● Aufgabenstellung: Gib aus dem Text über die Verantwortung der Lehre für gute Architektur den Abschnitt von „Wenn die gebaute“ bis „gewisse Berühmtheit erlangt.“ wortgetreu wieder.

Die Verantwortung der Lehre für gute Architektur

Gesetzgeber, Bauindustrie, Architekt:innen: Wer trägt die Verantwortung dafür, dass gute Architektur geplant und gebaut wird? Eine Frage an alle, die im Bereich Architektur studieren und arbeiten

Ampel vor grauer Hausfassade mit der Aufschrift "Bonjour Tristesse"
Wenn die gebaute Welt trist erscheint, weisen alle die Verantwortung von sich und zeigen auf andere. Das prägnante Eckhaus von Alvaro Siza in Berlin-Kreuzberg hat dank des Graffitos aber eine gewisse Berühmtheit erlangt.

Von Johanna Naara Ziebart

Im Laufe des Studiums kommen viele Studierende in die Situation, dass sie Bestehendes hinterfragen und nach Lösungen in Form von eigenen Entwürfen suchen. Warum werden noch Einfamilienhäuser gebaut? Warum haben wir einen Wohnungsmangel? Warum ziehen ältere Menschen nicht aus ihren Häusern aus? Wie sieht eine lebenswerte Stadt aus? Wie kann man auf kleinerem Raum gut leben? Wie kann man bestehende Gebäude umnutzen, aufstocken, ausbauen? All diese Fragen sieht man immer wieder als Ausgangsposition einer Bachelor- oder Masterthesis in den verschiedenen Disziplinen der planenden Baubranche.

Auch die Lehre ist für gute Architektur verantwortlich

Wenn man sich mit Architektur beschäftigt, stellt man fest, dass sich die Verantwortung dafür auf etliche Schultern verteilt, Schultern aus der Politik, Industrie, Praxis und aus der Bildung. Der/die Architekt:in trägt für den Entwurf die Verantwortung; die Länder für die Regularien, die eingehalten werden müssen; die Bauämter für die Genehmigungen; die Industrie für die Qualität der Materialien, die verbaut werden dürfen; die Lehrenden für die Ausbildung der zukünftigen Akteure. Die Lehre ist hierbei in der Kette der Verantwortung mit das erste Glied, denn im Studium werden auch grundlegende Denkweisen und Haltungen vermittelt und je nach Hochschule Schwerpunkte gesetzt.

● Inhalt der Datensätze:
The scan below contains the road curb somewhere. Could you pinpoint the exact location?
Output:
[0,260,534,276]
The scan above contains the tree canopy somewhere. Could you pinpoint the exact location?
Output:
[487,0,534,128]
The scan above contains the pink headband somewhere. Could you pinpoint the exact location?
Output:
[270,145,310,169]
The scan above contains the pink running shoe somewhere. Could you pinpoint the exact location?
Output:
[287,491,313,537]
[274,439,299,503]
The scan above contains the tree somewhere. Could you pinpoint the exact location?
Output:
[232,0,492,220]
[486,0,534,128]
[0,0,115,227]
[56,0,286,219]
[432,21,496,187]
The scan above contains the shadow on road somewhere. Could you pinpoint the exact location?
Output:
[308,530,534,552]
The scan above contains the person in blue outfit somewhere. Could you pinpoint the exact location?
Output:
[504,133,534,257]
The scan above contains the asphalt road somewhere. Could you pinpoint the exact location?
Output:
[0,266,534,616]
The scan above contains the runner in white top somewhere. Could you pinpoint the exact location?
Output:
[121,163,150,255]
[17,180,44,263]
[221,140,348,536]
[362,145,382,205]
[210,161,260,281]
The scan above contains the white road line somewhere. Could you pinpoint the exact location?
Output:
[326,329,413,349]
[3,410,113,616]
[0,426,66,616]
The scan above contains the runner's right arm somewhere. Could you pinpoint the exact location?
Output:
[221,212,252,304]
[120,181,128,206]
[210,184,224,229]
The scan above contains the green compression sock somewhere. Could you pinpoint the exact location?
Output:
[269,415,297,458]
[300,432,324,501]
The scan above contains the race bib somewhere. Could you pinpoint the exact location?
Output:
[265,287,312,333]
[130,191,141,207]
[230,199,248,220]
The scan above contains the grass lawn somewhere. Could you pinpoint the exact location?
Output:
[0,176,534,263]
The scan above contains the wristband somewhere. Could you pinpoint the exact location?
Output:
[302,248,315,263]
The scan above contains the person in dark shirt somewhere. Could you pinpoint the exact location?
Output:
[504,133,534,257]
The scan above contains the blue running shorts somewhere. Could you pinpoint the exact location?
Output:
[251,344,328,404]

● Bearbeitete Aufgabe:
Wenn die gebaute Welt trist erscheint, weisen alle die Verantwortung von sich und zeigen auf andere. Das prägnante Eckhaus von Alvaro Siza in Berlin-Kreuzberg hat dank des Graffitos aber eine gewisse Berühmtheit erlangt.